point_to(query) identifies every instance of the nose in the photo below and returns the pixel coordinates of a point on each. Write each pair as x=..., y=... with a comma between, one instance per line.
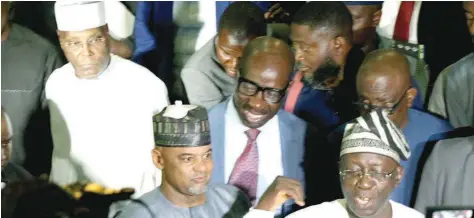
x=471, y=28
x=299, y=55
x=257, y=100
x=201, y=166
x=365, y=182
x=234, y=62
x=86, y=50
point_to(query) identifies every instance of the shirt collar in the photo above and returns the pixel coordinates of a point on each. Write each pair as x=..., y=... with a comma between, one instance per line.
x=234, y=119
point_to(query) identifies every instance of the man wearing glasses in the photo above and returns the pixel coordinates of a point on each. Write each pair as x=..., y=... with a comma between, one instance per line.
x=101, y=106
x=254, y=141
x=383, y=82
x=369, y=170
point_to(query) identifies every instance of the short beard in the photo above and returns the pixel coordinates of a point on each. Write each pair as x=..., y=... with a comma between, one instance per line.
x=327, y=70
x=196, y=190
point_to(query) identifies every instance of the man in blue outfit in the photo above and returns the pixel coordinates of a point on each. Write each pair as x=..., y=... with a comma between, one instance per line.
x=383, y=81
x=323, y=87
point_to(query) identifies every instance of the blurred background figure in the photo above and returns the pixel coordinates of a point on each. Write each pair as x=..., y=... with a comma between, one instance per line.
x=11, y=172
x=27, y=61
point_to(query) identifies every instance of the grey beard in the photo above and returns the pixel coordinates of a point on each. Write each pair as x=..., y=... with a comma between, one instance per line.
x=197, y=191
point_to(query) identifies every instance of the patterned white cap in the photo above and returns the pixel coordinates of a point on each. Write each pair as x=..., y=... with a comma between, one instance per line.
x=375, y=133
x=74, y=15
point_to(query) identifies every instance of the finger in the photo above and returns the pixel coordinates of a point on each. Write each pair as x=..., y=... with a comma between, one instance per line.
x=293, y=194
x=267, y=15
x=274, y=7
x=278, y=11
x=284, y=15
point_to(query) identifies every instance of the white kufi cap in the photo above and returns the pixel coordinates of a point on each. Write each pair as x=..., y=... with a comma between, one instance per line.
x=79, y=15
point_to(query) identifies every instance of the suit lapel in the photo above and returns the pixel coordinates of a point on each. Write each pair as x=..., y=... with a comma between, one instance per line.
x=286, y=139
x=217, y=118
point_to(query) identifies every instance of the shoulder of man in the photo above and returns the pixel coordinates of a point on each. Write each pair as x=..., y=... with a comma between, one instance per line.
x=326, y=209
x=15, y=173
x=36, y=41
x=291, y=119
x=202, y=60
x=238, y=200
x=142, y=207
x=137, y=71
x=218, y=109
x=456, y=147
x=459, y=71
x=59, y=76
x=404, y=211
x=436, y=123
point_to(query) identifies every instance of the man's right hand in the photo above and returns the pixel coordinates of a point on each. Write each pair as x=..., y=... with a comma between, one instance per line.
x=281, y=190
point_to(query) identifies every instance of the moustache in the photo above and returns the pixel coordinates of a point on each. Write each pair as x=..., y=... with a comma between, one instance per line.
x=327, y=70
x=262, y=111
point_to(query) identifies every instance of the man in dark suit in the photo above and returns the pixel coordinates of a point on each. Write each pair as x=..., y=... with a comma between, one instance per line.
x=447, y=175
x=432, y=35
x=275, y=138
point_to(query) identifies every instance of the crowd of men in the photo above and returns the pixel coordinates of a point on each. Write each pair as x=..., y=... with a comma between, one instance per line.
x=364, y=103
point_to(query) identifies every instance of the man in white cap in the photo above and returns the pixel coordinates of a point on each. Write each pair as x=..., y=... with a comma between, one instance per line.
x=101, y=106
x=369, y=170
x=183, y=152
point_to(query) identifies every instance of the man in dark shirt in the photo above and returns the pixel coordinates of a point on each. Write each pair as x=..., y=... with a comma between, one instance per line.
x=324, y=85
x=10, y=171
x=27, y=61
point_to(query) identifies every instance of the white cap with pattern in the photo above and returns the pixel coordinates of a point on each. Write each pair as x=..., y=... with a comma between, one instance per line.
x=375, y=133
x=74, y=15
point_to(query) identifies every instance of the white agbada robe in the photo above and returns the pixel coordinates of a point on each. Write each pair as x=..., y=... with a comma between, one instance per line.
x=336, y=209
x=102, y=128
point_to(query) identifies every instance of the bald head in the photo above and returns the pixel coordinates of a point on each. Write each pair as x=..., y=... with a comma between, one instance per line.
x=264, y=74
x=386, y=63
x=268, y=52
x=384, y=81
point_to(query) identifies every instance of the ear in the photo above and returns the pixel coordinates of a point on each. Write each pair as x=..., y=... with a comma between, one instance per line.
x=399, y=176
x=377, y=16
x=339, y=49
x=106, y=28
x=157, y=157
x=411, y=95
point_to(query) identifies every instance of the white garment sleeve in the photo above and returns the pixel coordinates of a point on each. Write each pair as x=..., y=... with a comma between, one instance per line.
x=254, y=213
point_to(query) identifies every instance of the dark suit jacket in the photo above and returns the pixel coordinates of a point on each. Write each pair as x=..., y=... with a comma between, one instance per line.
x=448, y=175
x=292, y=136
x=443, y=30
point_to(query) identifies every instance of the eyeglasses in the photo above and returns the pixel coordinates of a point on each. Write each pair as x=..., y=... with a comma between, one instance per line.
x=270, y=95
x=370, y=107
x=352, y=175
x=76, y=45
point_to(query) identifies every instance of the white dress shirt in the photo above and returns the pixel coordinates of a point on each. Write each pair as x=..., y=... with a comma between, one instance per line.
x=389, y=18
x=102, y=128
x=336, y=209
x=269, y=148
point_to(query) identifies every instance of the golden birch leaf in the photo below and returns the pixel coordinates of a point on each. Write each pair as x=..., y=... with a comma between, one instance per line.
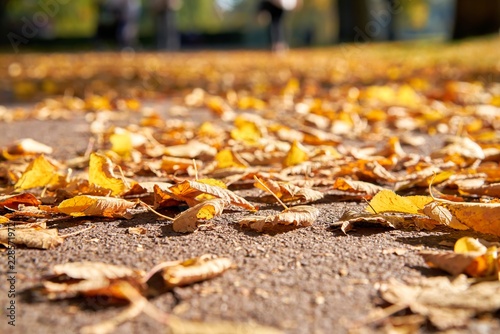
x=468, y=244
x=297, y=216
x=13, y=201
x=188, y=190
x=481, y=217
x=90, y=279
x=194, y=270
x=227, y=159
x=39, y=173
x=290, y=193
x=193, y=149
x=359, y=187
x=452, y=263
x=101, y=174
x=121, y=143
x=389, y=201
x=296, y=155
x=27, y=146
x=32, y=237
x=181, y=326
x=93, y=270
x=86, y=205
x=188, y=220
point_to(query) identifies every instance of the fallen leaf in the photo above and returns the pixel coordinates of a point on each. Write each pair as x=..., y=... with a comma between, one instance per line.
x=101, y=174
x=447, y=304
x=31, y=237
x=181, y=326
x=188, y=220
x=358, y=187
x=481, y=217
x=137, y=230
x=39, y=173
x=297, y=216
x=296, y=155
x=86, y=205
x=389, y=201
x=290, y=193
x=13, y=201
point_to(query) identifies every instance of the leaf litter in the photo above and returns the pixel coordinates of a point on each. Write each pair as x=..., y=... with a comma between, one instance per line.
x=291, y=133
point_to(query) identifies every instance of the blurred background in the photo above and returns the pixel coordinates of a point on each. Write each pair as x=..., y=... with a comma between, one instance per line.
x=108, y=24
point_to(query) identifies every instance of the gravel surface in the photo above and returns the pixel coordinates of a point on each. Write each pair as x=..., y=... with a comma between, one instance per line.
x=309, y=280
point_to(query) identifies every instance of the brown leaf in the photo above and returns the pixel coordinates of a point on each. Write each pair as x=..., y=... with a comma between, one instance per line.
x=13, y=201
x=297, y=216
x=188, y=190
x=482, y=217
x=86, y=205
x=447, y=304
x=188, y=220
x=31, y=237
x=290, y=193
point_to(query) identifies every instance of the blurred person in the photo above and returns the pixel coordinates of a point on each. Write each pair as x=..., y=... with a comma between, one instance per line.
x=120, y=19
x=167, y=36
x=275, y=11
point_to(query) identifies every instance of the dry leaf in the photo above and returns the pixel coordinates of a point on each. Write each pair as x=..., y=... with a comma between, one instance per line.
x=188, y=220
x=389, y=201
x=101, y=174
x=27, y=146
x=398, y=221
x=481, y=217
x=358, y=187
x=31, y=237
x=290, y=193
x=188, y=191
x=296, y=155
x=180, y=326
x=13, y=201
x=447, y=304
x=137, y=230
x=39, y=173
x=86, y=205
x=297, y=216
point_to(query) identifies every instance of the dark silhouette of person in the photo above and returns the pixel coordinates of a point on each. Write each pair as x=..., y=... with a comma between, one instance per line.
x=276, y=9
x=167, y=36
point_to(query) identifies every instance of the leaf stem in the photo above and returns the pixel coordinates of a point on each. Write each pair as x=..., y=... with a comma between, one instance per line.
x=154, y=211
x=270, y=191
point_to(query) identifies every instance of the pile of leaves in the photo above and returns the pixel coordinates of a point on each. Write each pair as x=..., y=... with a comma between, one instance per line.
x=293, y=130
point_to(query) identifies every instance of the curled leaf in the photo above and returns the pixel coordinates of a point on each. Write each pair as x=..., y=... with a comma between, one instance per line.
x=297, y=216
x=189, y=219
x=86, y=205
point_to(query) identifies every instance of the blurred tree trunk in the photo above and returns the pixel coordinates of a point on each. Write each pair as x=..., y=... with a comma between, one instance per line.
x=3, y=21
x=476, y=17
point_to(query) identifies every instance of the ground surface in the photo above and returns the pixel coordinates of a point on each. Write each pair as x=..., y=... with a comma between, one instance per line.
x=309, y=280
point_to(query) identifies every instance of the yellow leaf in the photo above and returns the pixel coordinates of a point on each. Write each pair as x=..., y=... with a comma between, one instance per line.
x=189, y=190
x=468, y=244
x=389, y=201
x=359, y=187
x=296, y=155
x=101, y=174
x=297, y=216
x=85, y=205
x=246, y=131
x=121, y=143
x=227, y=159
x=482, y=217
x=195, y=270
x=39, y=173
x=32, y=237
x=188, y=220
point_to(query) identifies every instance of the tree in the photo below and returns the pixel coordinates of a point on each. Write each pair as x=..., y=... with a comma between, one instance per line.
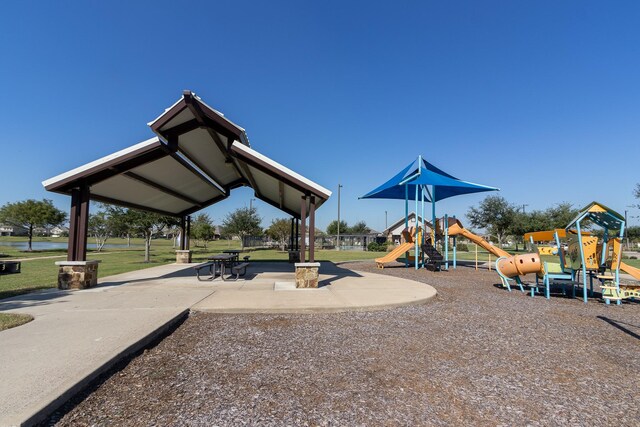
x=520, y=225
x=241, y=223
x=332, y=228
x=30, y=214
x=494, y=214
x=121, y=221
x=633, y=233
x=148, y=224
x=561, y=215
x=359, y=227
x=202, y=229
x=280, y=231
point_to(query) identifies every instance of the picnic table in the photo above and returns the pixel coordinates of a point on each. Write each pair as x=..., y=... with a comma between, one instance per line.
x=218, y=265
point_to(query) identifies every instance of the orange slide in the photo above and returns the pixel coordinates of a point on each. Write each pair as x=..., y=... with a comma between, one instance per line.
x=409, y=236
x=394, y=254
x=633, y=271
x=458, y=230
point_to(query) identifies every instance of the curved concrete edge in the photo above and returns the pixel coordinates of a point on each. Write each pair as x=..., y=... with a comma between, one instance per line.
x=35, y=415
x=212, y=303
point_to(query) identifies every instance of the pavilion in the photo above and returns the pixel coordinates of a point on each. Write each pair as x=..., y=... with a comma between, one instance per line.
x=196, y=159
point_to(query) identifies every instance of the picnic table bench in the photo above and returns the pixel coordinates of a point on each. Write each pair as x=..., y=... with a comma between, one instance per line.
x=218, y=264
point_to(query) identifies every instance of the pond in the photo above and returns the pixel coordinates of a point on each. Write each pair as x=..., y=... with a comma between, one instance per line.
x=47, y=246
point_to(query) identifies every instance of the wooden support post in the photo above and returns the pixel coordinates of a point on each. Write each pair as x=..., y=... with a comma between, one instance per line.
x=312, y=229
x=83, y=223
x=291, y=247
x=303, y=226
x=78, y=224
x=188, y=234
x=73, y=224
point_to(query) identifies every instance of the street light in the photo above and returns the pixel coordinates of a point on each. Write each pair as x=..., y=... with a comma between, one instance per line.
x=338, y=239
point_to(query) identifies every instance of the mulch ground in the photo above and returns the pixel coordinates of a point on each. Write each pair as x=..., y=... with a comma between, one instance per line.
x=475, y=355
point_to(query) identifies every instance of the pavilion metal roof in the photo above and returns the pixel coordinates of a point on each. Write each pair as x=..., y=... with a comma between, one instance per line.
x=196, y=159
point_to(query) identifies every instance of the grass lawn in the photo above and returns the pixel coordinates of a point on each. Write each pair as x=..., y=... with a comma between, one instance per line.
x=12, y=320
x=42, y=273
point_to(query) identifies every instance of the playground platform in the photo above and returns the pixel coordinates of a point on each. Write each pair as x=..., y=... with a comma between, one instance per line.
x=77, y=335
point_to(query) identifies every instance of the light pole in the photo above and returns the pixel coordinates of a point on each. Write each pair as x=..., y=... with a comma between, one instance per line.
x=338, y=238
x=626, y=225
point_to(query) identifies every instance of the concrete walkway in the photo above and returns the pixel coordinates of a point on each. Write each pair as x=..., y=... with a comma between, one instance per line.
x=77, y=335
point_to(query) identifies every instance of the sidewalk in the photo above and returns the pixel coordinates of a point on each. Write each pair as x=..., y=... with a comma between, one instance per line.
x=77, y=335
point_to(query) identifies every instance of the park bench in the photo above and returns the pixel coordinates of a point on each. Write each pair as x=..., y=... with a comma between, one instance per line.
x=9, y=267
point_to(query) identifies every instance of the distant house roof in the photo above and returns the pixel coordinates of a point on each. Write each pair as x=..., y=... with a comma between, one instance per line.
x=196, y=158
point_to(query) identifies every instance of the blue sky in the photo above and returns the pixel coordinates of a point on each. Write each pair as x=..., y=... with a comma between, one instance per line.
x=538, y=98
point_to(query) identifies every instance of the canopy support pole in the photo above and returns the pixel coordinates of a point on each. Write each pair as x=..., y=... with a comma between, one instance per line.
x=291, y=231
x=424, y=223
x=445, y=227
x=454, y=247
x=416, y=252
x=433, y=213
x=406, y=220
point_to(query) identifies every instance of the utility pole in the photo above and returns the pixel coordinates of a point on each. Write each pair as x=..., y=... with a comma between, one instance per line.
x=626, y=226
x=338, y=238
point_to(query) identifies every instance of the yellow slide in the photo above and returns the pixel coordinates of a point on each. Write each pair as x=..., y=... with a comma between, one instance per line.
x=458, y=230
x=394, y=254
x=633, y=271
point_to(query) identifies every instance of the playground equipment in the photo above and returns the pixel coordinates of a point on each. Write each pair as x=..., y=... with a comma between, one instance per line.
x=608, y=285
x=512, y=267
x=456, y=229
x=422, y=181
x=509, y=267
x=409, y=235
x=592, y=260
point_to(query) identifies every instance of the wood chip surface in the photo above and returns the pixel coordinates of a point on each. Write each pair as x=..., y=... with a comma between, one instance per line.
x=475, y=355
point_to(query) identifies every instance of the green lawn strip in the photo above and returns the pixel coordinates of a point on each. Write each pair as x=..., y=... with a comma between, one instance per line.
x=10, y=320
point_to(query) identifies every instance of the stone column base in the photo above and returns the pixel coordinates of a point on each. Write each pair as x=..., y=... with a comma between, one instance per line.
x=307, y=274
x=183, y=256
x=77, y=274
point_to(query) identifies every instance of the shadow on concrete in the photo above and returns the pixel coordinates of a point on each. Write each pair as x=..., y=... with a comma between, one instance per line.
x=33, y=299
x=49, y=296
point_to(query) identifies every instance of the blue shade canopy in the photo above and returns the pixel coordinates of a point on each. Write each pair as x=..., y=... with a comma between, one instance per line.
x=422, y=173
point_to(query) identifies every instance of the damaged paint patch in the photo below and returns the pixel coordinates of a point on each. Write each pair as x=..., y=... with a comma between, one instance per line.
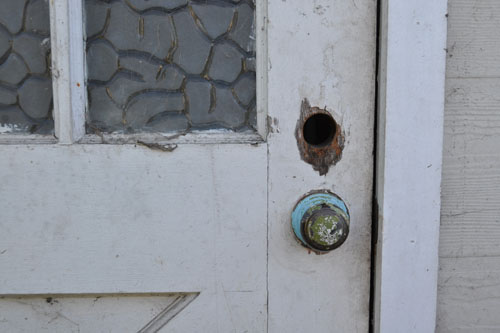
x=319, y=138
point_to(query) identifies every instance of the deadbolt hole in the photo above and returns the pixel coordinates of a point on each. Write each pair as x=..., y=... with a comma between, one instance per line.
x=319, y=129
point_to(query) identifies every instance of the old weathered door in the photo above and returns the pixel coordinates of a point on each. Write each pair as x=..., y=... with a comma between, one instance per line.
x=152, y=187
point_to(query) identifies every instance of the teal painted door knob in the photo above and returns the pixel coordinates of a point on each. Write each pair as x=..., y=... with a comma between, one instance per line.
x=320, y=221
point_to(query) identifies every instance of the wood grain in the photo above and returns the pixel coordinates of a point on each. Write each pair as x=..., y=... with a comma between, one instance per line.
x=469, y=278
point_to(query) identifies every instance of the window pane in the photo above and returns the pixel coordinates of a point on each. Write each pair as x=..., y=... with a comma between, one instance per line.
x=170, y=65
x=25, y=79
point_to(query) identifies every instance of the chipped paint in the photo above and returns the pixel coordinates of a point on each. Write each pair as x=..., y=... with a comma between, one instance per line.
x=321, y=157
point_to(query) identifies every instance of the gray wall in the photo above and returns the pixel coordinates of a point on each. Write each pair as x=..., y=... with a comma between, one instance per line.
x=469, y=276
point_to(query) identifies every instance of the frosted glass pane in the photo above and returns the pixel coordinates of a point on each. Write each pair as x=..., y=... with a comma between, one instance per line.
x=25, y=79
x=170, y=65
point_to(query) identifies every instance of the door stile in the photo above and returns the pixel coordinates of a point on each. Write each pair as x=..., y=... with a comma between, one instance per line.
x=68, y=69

■ ■ ■ ■

• [Goal of the exercise]:
Reproduce the records from the line containing "point_to(query) identifies every instance of the frosted" through the end of the records, swapping "door stile" for "door frame" and leaving everything else unchanged.

• [Response]:
point_to(query) identifies every instance of the frosted glass pane in the photo above and returns the pixel coordinates of a point on each. Write each pair as x=..., y=... with a comma between, one instance per line.
x=25, y=79
x=170, y=65
point_to(query) identifies every instance of the door frame in the photo above and returns the pixel coordinates of a point on each. Write each pair as x=..., y=... with a comma between, one instance per line.
x=68, y=69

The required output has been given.